◆ **Document passage**:
>> BEGIN
Photo by Ansis Starks
Tirkultura (“pure culture”), is a somewhat opaque concept. It is a weekly show on Latvia’s Radio 3 Klasika, a website, a movement that, crossing genres, seeks “to manifest strong ideas, avoiding trash culture and conceptual decorations” and open its listeners ears to the underground, experimental and avant garde.
This year, Tirkultura also became a live promoter, when the team was invited to curate an event at the well-established annual Cēsis arts festival, deep in Latvia’s Gaujas National Park. The aim is for this well-heeled, cultured and confident town (it applied, in competition with Riga, to become a European Capital of Culture in 2014) to become an international cultural destination, attracting visiting hipsters from Riga’s busy scene out into the Latvian forest.
Tirkultura’s event for the Cēsis festival, Unexpected Sources was nothing if not ambitious, promising a 36-hour “performance installation” which would feature an international line-up of top electronic musicians and DJs, bands, film and performance art, all taking place in a space specially designed by fashion designers MAREUNROL’S.
First impressions are certainly good. Cēsis is peaceful, green and architecturally attractive and the venue, based in a former stables near the city centre, has a lighting rig suspended from two graceful cranes and a giant screen backing up a plain breeze-block stage. Curator, fashion designer Rolands Pēterkops is relaxed and open, fostering an atmosphere of collaboration and exploration with success for the festival, he tells me, achieved by everyone having a reaction to what is presented, whether that reaction be positive, negative or even resentful at first. As the start of the installation approaches a negative, or at least puzzled, reaction seems likely from the look of the sparse crowd, seemingly better suited to a polite orchestral programme; well-dressed, middle-aged, middle-class people look politely through their programmes; a Bonpoint-clad small boy plays with his expensive-looking pedigree puppy.
>> END
◆ **Written problem 1**:
Answer these about the Tirkultura article:
(a) On which radio station is Tirkultura a weekly show?
(b) How long was the "performance installation" at Unexpected Sources promised to last?
(c) What is the lighting rig at the venue suspended from?
◆ **Written problem 2**: Quote the Tirkultura article word for word, starting with "This year, Tirkultura" and going on through "fashion designers MAREUNROL’S.".

◆ **Excerpted data**:
>> BEGIN
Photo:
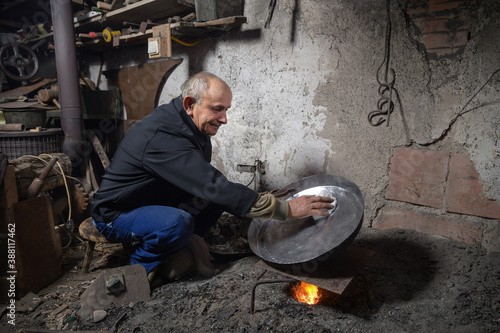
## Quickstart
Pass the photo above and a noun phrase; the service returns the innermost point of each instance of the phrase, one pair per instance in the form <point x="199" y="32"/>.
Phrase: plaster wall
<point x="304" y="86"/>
>> END
>> BEGIN
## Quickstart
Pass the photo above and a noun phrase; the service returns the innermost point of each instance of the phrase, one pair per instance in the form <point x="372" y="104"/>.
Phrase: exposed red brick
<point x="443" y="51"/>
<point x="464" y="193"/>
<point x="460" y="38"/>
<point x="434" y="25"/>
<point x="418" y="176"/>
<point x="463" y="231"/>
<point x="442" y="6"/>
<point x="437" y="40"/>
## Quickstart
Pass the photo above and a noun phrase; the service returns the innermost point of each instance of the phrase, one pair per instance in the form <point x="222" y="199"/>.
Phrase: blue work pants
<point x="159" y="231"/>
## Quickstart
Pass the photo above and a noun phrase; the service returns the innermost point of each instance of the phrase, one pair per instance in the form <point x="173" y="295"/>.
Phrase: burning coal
>> END
◆ **Complete response 1**:
(a) Latvia's Radio 3 Klasika
(b) 36 hours
(c) Two graceful cranes

◆ **Complete response 2**:
This year, Tirkultura also became a live promoter, when the team was invited to curate an event at the well-established annual Cēsis arts festival, deep in Latvia’s Gaujas National Park. The aim is for this well-heeled, cultured and confident town (it applied, in competition with Riga, to become a European Capital of Culture in 2014) to become an international cultural destination, attracting visiting hipsters from Riga’s busy scene out into the Latvian forest.
Tirkultura’s event for the Cēsis festival, Unexpected Sources was nothing if not ambitious, promising a 36-hour “performance installation” which would feature an international line-up of top electronic musicians and DJs, bands, film and performance art, all taking place in a space specially designed by fashion designers MAREUNROL’S.